(Entries taken from a collection)
%%
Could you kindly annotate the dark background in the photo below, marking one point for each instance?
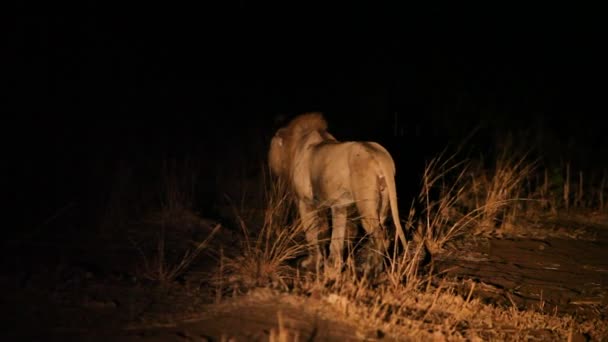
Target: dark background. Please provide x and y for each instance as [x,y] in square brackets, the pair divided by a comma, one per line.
[94,86]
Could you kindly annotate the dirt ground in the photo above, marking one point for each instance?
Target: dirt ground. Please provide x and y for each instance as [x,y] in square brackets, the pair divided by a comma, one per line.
[87,288]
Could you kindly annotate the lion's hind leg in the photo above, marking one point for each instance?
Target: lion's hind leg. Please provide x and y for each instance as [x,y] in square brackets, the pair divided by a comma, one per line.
[338,234]
[313,224]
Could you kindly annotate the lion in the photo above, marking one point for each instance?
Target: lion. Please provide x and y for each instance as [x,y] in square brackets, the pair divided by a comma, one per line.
[325,174]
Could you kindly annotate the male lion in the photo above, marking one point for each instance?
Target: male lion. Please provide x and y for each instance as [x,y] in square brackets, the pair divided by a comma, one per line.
[324,173]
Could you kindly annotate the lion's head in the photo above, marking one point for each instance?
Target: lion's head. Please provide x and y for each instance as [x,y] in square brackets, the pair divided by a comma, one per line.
[285,141]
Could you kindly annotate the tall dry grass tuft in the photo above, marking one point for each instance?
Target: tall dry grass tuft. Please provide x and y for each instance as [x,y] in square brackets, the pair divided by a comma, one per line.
[501,189]
[163,269]
[461,196]
[265,253]
[176,250]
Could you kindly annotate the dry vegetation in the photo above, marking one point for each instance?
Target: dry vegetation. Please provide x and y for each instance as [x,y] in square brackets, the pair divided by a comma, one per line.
[458,199]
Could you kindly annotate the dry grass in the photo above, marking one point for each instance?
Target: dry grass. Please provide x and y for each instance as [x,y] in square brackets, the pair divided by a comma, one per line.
[456,198]
[175,218]
[162,269]
[264,254]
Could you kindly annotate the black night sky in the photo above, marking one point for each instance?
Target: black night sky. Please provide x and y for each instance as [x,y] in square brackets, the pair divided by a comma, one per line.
[92,85]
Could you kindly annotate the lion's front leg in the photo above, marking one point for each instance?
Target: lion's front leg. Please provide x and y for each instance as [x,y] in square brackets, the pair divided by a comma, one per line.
[338,232]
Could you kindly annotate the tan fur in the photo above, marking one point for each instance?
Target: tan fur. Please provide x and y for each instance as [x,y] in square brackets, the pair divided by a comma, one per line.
[325,173]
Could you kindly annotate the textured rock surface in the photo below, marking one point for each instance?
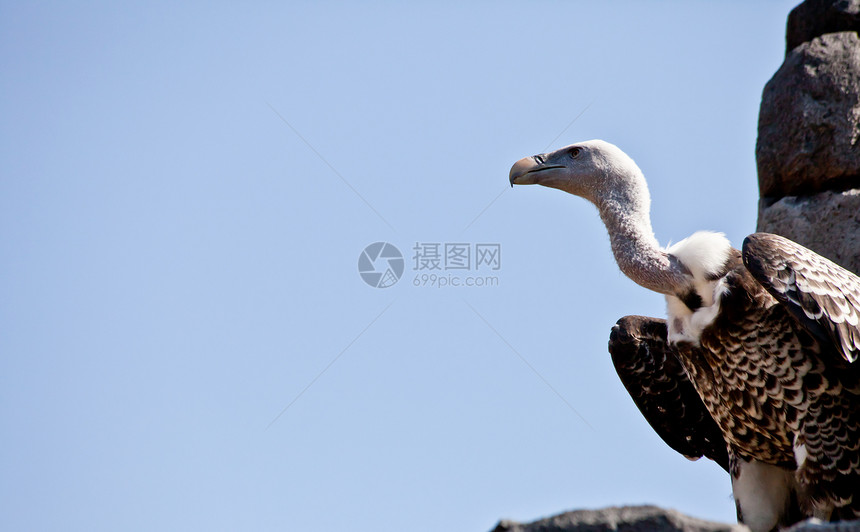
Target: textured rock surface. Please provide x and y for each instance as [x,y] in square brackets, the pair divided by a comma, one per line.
[624,519]
[828,223]
[814,18]
[811,526]
[809,121]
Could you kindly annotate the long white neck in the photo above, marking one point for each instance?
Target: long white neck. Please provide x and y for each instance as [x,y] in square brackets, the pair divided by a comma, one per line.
[625,212]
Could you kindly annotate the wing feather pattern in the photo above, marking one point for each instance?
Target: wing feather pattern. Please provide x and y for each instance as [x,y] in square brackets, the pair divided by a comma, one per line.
[658,384]
[823,296]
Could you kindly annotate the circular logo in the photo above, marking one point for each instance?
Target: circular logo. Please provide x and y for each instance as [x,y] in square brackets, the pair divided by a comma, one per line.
[380,265]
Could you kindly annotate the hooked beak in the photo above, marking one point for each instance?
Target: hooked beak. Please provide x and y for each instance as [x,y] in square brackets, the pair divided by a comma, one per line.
[524,171]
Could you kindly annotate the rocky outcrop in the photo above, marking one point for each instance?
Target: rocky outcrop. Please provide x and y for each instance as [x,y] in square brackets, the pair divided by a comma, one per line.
[828,222]
[648,519]
[809,121]
[623,519]
[814,18]
[808,148]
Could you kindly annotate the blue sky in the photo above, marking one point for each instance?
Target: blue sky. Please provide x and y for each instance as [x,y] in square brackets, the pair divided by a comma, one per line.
[185,191]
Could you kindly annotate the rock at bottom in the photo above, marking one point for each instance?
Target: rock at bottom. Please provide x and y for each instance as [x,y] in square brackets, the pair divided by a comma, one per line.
[827,223]
[622,519]
[649,519]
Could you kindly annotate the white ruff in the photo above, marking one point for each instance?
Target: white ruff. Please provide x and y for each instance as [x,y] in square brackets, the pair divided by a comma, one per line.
[704,254]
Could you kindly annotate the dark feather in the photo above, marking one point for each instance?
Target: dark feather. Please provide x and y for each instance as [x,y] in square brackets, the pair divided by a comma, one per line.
[658,384]
[823,296]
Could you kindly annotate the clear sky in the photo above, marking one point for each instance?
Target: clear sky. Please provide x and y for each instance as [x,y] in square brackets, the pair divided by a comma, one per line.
[185,191]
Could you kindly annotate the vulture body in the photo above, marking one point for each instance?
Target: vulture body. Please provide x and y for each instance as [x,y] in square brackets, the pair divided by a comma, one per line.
[754,367]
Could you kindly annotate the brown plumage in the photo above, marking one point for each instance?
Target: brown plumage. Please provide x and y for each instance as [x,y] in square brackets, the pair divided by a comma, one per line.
[755,366]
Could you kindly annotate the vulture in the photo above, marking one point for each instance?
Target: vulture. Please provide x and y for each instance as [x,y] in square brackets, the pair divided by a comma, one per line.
[754,366]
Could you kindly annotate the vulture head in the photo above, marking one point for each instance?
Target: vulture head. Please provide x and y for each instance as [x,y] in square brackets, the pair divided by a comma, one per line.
[593,170]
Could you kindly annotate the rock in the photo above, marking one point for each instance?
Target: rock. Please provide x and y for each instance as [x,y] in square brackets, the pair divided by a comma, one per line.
[811,525]
[624,519]
[814,18]
[828,223]
[809,121]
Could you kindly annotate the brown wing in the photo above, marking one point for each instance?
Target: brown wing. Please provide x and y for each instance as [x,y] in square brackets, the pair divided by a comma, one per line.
[658,384]
[823,296]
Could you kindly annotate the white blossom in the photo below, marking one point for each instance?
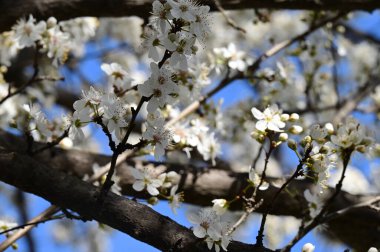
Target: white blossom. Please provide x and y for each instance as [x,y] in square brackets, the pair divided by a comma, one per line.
[220,206]
[205,223]
[269,119]
[160,86]
[146,180]
[308,247]
[28,32]
[175,198]
[159,136]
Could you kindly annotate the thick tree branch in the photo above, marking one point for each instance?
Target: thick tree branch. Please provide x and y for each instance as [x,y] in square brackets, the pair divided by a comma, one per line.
[118,212]
[66,9]
[202,186]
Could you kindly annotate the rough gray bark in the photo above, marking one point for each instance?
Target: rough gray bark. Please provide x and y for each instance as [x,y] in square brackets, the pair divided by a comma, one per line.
[117,212]
[200,188]
[66,9]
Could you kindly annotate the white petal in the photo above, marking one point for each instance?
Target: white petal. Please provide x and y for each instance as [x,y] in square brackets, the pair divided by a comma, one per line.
[138,185]
[257,114]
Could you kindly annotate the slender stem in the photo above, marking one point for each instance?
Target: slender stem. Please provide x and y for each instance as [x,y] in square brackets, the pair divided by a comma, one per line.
[52,143]
[35,223]
[320,218]
[297,172]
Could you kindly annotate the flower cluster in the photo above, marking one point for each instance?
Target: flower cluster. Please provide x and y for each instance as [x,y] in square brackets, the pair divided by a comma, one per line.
[156,183]
[101,107]
[53,38]
[209,226]
[197,134]
[232,57]
[351,135]
[176,26]
[272,120]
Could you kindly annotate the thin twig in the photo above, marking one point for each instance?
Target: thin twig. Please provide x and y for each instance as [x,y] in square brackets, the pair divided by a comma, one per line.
[297,172]
[230,22]
[32,223]
[346,154]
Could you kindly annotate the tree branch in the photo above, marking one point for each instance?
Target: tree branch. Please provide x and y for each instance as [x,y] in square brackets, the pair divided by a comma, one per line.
[201,186]
[67,9]
[118,212]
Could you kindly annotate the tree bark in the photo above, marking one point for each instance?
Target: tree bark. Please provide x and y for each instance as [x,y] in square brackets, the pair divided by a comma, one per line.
[199,186]
[128,216]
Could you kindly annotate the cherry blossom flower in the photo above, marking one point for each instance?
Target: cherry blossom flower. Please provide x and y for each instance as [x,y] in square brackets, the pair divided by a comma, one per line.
[28,32]
[118,76]
[222,240]
[175,198]
[200,27]
[351,135]
[308,247]
[209,148]
[145,180]
[161,14]
[315,202]
[205,223]
[269,119]
[160,86]
[159,136]
[220,206]
[182,9]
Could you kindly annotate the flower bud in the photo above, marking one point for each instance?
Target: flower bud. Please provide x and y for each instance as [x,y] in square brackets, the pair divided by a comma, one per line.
[220,206]
[51,22]
[308,247]
[361,148]
[292,144]
[306,140]
[330,128]
[294,117]
[285,117]
[296,129]
[283,137]
[152,201]
[324,149]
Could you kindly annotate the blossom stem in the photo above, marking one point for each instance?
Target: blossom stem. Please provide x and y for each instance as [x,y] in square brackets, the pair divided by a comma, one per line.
[321,218]
[297,172]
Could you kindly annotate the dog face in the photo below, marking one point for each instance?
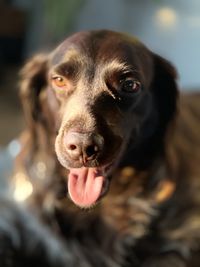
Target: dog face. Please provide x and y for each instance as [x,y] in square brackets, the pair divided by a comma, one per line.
[105,92]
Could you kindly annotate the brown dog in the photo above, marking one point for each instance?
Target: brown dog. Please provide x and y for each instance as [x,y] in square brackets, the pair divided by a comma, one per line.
[104,121]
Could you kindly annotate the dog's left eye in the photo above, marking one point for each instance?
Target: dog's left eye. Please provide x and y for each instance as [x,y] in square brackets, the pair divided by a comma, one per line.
[59,81]
[130,85]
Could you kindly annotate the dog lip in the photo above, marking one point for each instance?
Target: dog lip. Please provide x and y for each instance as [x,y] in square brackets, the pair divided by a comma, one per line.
[103,170]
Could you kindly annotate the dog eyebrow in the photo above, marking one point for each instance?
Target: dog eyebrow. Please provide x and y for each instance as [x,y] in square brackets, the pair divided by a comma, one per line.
[68,69]
[117,65]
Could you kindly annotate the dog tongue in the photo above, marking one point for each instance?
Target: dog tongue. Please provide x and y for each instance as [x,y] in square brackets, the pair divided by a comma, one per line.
[85,185]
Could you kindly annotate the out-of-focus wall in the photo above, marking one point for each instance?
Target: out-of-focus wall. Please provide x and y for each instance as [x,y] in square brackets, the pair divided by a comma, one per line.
[171,28]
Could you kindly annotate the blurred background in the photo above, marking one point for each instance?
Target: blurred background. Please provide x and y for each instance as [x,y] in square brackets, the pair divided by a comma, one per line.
[170,28]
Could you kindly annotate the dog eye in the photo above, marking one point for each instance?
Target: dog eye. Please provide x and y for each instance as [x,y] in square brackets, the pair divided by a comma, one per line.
[59,81]
[130,85]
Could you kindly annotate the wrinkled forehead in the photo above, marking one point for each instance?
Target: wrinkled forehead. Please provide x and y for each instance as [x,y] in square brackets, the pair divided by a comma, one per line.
[103,47]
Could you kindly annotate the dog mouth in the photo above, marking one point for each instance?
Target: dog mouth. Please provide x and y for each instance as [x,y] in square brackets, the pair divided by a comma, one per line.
[87,185]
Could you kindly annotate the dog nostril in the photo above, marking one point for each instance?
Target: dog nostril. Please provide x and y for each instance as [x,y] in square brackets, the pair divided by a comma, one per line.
[91,150]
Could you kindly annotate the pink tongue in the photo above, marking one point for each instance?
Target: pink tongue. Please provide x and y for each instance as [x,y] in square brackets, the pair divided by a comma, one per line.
[85,186]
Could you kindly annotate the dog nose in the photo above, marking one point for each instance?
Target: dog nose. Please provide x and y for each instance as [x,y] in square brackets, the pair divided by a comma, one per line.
[83,146]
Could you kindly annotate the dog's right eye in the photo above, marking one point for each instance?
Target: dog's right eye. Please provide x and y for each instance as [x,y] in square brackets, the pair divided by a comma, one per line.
[59,81]
[130,85]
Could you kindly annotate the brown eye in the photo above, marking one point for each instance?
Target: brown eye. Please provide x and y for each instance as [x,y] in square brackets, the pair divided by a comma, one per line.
[130,85]
[59,81]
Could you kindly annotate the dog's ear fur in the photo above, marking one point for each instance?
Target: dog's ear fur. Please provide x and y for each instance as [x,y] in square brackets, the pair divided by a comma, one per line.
[33,82]
[165,89]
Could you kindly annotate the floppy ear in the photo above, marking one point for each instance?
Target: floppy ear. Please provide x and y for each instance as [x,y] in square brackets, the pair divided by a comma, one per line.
[165,89]
[33,82]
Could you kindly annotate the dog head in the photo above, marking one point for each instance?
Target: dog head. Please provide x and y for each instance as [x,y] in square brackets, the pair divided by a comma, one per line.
[102,96]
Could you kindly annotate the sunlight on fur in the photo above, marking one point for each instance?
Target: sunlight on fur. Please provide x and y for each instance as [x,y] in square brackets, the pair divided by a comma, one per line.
[22,187]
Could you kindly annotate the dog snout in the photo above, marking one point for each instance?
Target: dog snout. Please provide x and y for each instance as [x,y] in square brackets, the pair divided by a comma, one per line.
[83,147]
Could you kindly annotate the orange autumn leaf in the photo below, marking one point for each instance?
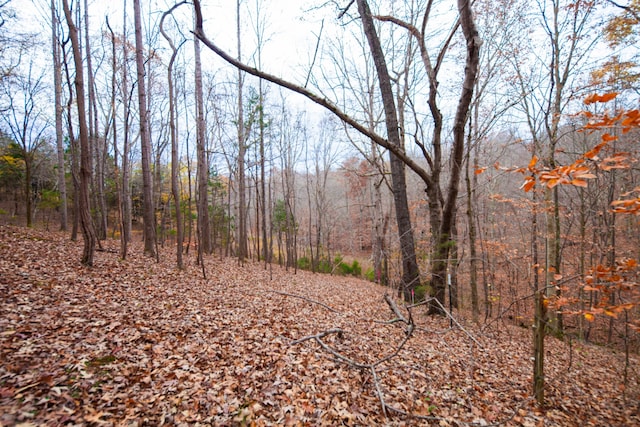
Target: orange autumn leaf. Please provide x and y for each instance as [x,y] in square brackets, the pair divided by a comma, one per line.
[528,185]
[593,98]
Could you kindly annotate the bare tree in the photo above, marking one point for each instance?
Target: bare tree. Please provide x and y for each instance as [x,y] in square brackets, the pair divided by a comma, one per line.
[57,82]
[147,183]
[446,215]
[24,119]
[86,221]
[204,228]
[175,160]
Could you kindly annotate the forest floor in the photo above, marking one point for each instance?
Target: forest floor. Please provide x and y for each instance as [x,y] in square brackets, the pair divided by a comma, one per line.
[140,343]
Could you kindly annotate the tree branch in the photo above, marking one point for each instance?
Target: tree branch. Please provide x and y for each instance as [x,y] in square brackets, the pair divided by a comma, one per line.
[323,102]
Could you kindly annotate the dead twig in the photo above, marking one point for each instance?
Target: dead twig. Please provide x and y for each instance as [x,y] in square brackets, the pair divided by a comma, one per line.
[459,325]
[371,367]
[331,309]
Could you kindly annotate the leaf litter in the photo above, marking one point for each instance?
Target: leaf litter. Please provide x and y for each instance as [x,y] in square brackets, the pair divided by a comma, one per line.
[134,343]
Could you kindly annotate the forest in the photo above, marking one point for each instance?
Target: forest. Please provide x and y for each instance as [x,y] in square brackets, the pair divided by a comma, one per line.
[353,212]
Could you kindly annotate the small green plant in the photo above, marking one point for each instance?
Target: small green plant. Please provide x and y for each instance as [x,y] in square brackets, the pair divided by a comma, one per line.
[344,269]
[356,269]
[420,292]
[101,361]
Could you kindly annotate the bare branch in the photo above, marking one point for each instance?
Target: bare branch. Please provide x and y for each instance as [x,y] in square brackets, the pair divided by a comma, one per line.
[323,102]
[308,300]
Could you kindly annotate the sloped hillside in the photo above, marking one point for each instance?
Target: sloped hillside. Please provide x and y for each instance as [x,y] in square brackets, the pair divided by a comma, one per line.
[139,343]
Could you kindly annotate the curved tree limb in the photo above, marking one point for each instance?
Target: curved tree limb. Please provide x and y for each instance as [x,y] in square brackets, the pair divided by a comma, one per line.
[323,102]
%%
DIRECTIONS:
From the line containing "Could you kindly annotate the forest in" down to the last line, reproduce the records exactly. Include both ends.

SOLUTION:
Could you kindly annotate the forest in the photo above, marking one point for each instance?
Target: forest. Please provide x and y for each instance as [x,y] in square brackets, the pair divided by a comma, one per line.
[353,212]
Could you kindly annotate the small green plant in the photo above, marking one point for each instance?
Target: small green plant. Please provide x and y for each instance as [x,y] in square brackets, the pair divided by a comma, one per line.
[344,269]
[356,269]
[420,292]
[101,361]
Could you kindly annotate the bare branch in the photo above, marking one point for each instance?
Target: bare branch. Please provide x and y for each instance as [x,y] in square brackets, the pair divided by a comma, one per line.
[323,102]
[308,300]
Could you kindly annotate the sloped hillside in the photo above, marking one point for each instance?
Target: sloped hillside. Please provide x and y for each instance as [x,y] in square brackets, the pair divided by a comma, one per line.
[139,343]
Could you kindly annotate the curved tree limb in the photo above, marking one point for each instance?
Target: curved tree limb. Please provide x and y for each instance as [x,y] in square brackets, the pair divided by a comma, one per line.
[323,102]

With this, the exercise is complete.